▶ _TASK INSTRUCTIONS_
Reproduce every line of the material below with no changes at all.

▶ _DATA ROWS_
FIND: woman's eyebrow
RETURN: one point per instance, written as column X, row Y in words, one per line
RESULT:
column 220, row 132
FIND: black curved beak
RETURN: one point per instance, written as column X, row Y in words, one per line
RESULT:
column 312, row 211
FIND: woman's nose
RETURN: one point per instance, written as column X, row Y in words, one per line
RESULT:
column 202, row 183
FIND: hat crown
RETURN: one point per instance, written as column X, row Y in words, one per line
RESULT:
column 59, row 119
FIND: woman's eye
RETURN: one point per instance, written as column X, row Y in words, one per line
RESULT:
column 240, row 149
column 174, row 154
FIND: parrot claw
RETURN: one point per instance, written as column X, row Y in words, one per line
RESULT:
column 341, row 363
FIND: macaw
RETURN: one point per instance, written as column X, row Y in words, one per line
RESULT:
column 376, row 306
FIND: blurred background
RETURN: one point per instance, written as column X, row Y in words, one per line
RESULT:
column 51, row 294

▶ _ANSWER FOR THIS EXERCISE_
FIND: woman's eyebrow
RETURN: one point per instance, written as column X, row Y in words, one per line
RESULT:
column 220, row 132
FIND: black curved beak
RETURN: one point per instance, written as column X, row Y in words, one per line
RESULT:
column 312, row 211
FIND: woman's nose
RETURN: one point per instance, written as column X, row Y in words, one per line
RESULT:
column 202, row 183
FIND: hat crown
RETURN: one point per instance, written as column X, row Y in words, one per line
RESULT:
column 59, row 119
FIND: woman's eye
RETURN: one point per instance, written as column X, row Y in words, one per line
RESULT:
column 240, row 149
column 174, row 154
FIND: parrot claw
RETURN: one point per instance, written as column X, row Y in words, one per line
RESULT:
column 341, row 363
FIND: macaw
RETURN: one point per instance, written as column X, row Y in words, one per line
RESULT:
column 376, row 306
FIND: blurred background
RETURN: one point per instance, written as column X, row Y in words, one per line
RESULT:
column 51, row 294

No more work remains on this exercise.